━━━ 本文 ━━━
本発明のビニルアルコール系重合体は分子内にビニルアルコール単位と側鎖にTHFPAO基を有するものであり、更に、カルボキシル系基を有するものも含まれる。ここでカルボキシル系基とは、カルボン酸基(−COOH基)、カルボン酸塩基(−COOX基)、酸無水物基(−COOOC−基)を意味する。
【0007】
本発明のビニルアルコール系重合体を分散剤関係、接着剤関係、被覆材関係、乳化剤関係、増粘剤関係、凝集剤関係、成形物関係、土壌改良剤関係、感光剤関係の各分野において用いる場合、その粘度平均重合度(以下「重合度」と略記する)が100〜10000のものを好適に使用することができ、より好ましくは200〜6000、更に好ましくは300〜4500の範囲にあるものである。重合度が100未満の場合はビニルアルコール系重合体としての特徴が出ず、重合度が10000を超える場合は粘度が高すぎて工業的な生産がし難くなる。
【0008】
ビニルアルコール系重合体の鹸化度に特に制限はなく、完全鹸化でも部分鹸化でもよい。水溶性を必要とする場合は鹸化度を50モル%以上、好ましくは70モル%以上、特に好ましくは80モル%以上とするとよい。鹸化度が50モル%未満ではTHFPAO基、カルボキシル系基の量を増やしても水溶性が乏しくなる。
━━━
- _必要な作業_:
#1 ビニルアルコール系重合体の文章にある「ビニルアルコール系重合体の鹸化度に特に制限はなく、完全鹸化でも部分鹸化でもよい。」を英語に訳してください。
#2 ビニルアルコール系重合体の文章を、最後の文のあとから書き進めてください。
━━━ データの内容 ━━━
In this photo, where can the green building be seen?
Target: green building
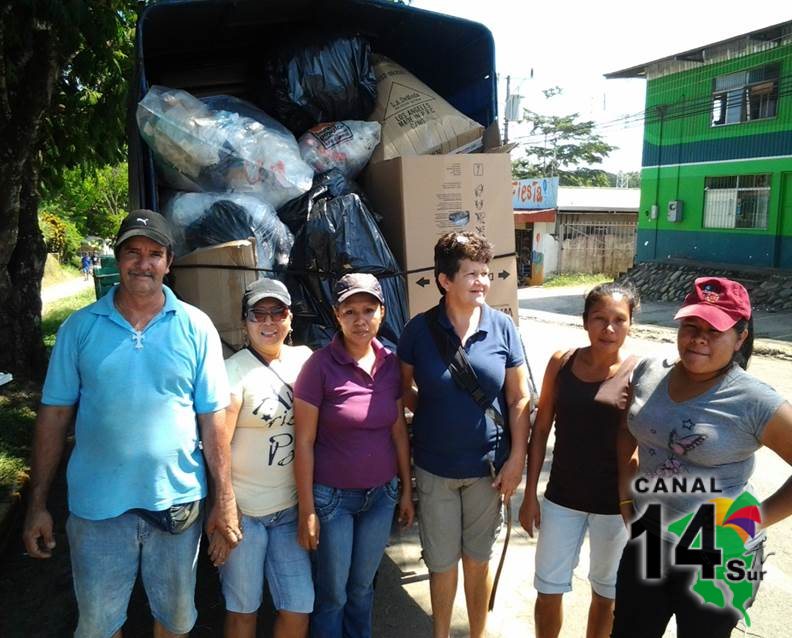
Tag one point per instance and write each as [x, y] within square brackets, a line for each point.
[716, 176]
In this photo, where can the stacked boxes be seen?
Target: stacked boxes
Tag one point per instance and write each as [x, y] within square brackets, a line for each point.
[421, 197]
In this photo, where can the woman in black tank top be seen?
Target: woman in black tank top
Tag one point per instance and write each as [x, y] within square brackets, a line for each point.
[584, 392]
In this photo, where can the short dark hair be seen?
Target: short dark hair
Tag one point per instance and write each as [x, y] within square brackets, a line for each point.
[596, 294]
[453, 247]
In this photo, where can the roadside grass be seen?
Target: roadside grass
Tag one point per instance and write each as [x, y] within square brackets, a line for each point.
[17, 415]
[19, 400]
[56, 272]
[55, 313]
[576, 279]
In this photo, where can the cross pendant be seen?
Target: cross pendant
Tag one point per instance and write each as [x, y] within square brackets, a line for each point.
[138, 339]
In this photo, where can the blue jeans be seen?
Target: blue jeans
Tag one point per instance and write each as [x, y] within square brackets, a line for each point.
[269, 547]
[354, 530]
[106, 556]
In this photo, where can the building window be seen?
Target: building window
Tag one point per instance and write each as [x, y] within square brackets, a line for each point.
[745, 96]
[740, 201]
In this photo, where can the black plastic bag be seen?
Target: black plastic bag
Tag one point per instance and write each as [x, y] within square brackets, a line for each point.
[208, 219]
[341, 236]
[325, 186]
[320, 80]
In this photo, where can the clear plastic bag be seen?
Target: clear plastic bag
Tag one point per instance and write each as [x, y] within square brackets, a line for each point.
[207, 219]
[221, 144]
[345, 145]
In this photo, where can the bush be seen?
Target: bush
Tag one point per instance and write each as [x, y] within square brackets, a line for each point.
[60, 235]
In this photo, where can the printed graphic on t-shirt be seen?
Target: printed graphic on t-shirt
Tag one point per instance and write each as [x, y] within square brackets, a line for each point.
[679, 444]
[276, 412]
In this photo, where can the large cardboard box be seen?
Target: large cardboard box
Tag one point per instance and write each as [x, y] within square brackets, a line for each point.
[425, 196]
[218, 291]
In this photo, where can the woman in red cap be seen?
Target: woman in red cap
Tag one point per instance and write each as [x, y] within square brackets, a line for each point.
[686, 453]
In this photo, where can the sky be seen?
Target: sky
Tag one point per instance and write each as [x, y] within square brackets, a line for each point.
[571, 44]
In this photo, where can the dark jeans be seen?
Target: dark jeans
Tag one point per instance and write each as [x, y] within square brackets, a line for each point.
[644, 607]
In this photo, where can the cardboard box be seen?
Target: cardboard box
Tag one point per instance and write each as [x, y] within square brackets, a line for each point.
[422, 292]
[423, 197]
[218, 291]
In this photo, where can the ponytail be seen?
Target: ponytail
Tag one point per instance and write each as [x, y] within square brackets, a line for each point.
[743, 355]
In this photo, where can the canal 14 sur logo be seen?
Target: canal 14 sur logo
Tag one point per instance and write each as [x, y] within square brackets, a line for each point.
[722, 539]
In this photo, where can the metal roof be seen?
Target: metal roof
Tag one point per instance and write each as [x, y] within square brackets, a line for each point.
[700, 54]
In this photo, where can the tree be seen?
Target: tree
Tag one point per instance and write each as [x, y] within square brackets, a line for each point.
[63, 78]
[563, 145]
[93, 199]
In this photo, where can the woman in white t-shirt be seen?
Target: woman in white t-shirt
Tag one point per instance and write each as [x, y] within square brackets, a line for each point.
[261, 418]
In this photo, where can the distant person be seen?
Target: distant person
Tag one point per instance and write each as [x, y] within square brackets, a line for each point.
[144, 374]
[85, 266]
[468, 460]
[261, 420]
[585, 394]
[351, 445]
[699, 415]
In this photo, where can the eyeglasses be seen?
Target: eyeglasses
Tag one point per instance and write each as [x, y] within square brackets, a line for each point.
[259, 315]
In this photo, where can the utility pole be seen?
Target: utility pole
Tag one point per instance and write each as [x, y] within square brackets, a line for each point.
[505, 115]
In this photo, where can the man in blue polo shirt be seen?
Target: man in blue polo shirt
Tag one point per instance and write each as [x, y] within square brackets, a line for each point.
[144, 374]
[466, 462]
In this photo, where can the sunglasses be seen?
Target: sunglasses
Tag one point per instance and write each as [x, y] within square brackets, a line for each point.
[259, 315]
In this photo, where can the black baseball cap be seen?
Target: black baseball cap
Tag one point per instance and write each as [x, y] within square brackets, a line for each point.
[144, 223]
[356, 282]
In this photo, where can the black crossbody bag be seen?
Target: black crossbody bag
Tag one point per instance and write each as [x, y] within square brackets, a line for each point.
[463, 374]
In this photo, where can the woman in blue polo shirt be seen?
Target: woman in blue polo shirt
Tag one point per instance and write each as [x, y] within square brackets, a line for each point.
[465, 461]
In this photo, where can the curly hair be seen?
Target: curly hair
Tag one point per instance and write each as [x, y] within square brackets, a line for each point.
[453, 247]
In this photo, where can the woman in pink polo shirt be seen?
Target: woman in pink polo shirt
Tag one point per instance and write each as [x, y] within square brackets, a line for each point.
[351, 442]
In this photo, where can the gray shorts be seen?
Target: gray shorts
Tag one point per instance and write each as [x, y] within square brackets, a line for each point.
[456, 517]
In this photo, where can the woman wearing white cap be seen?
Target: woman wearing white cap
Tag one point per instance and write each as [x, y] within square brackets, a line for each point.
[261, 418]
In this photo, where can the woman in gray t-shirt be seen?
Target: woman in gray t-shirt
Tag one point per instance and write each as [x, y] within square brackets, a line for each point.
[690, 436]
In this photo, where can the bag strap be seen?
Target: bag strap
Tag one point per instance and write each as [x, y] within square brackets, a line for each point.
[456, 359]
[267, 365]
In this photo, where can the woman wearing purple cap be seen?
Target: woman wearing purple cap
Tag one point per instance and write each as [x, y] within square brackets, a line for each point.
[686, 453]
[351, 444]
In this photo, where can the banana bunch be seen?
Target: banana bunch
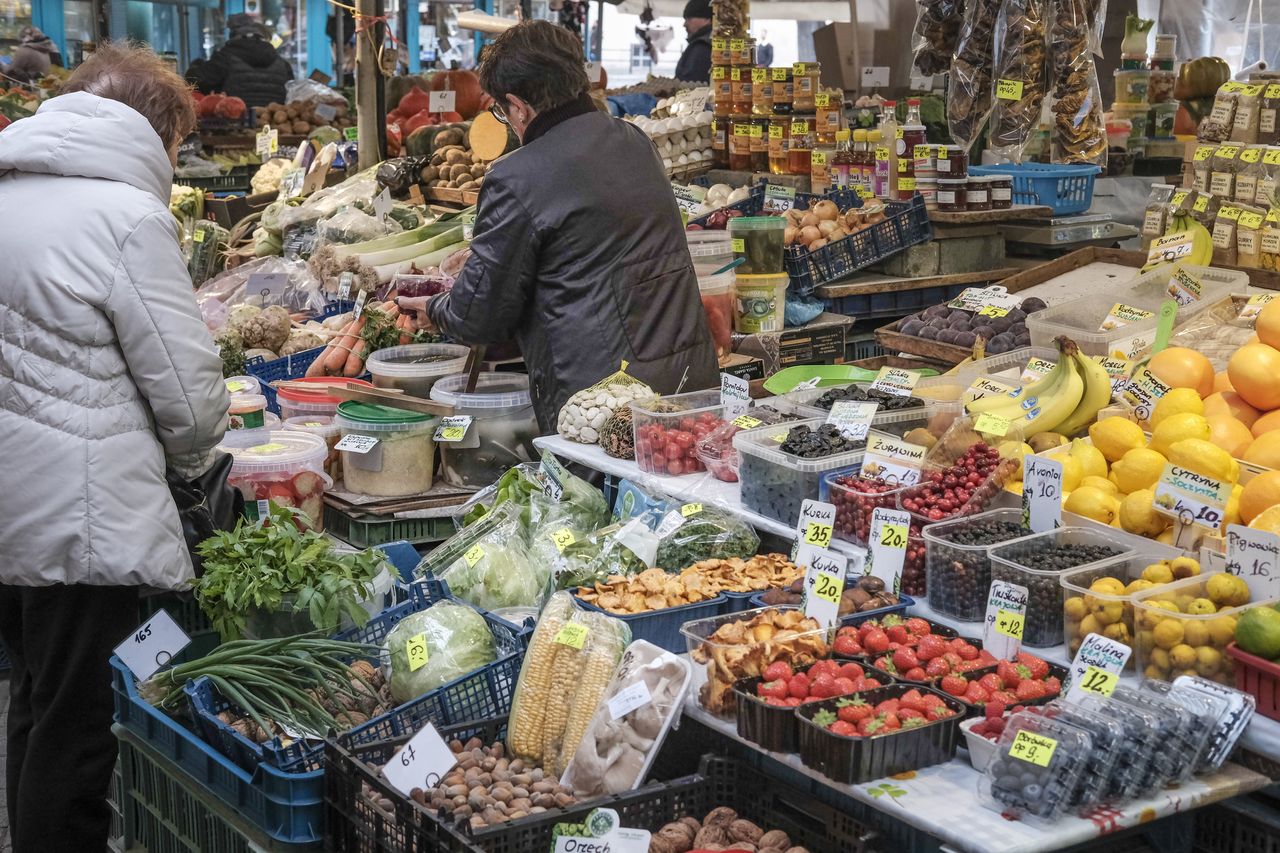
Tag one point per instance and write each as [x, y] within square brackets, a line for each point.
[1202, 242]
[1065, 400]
━━━
- _期待される出力_:
#1 There is no particular restriction on the degree of saponification of the vinyl alcohol polymer; it may be either fully saponified or partially saponified.

#2
【0009】
THFPAO基の含有量に特に制限はないが、各用途分野においてビニルアルコール単位と酢酸ビニル単位の合計量に対し0.1〜20モル%のものを使用することができる。より好ましくは0.1〜10モル%、更に好ましくは0.1〜7モル%である。0.1モル%未満ではビニルアルコールの変性効果に乏しく、20モル%を超えるとPVAの良好な強度等の特性が失われる。THFPAO基中のアルキレンオキサイド基の数は1〜200であり、より好ましくは3〜100である。nの数が0では側鎖が短く末端基の効果が発揮されにくく、200超えると側鎖が長すぎてPVAとしての性能が発揮されにくい。
【0010】
カルボキシル系基の含有量に特に制限はないが、各用途分野においてビニルアルコール単位と酢酸ビニル単位の合計量に対し0.01〜10モル%の範囲のものを好適に使用することとができる。より好ましくは0.1〜7モル%であり、更に好ましい範囲は0.1〜5モル%である。0.01モル%以下では変性による効果が少なく好ましくない。10モル%を超えると耐水性が低下し好ましくない。
【0011】
本発明のビニルアルコール系重合体はTHF−POAEと酢酸ビニルを共重合しそれを鹸化することにより得ることができる。使用されるTHA−POAEのアルキレンオキサイド基の数は、すなわち式(1)のnは1〜200であり、より好ましくは3〜100である。R1は炭素数2〜5の不飽和炭化水素基であり、なかでも炭素数2のビニル基、炭素数3のアリル基が好適であり、最も好適には炭素数2のビニル基である。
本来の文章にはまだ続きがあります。